### Questions on the material
(a) Using the Young-Hunt text, decide whether each statement agrees with it. Answer yes or no for each and quote the deciding words: (i) The data were analyzed with multinomial logistic regression. (ii) Mean follow-up time between ages 24 and 28 was 5 years. (iii) At age 24, 17% of participants had not completed high school.
(b) Repeat the part of the Young-Hunt text starting with "Each participant and" and going on through "completed high school.".

### Text
Complete case data (n=8339) were analysed using multinomial logistic regression since the outcome variable has three nominal categories. The outcome variable was the receipt of long-term social insurance benefits (medical, non-medical and no benefits) in the period 24–28 years old. Mean follow-up time in the 5-year period between the ages of 24 and 28 was 3.6 years (range 1–5 years). In the unadjusted model, high school completion and follow-up time were included. The adjusted model also included self-rated health, sex and the mother's education level. The models were used to estimate 5-year risks and marginal changes in the risk of medical and non-medical social insurance benefit receipt between the ages of 24 and 28. A marginal change describes how 1 unit change in an independent variable (eg, high school completion or not) alters the risk of a current outcome (long-term social insurance benefits). The risk difference was estimated with the covariates at their mean and the follow-up time at 5 years. Analyses were conducted with STATA V.11.1 (StataCorp LP).
Each participant and also the parents/legal guardians of the participants younger than 16 years old gave their written consent to participate in the Young-Hunt Study.
Description of the participants
The descriptive statistics of the Young-Hunt 1 population is presented in table 1. At the age of 24, 17% of the participants had not completed high school.

### Data segment
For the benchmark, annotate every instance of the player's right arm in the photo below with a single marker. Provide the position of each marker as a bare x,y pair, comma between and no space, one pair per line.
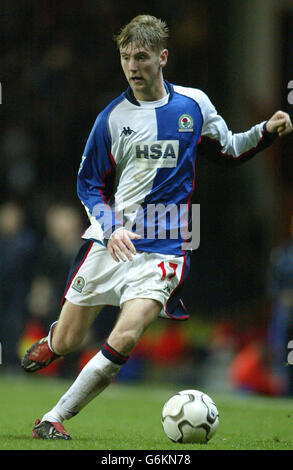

### Solutions in order
(a)
(i) Yes: "Complete case data (n=8339) were analysed using multinomial logistic regression"
(ii) No: "Mean follow-up time in the 5-year period between the ages of 24 and 28 was 3.6 years"
(iii) Yes: "At the age of 24, 17% of the participants had not completed high school."

(b)
Each participant and also the parents/legal guardians of the participants younger than 16 years old gave their written consent to participate in the Young-Hunt Study.
Description of the participants
The descriptive statistics of the Young-Hunt 1 population is presented in table 1. At the age of 24, 17% of the participants had not completed high school.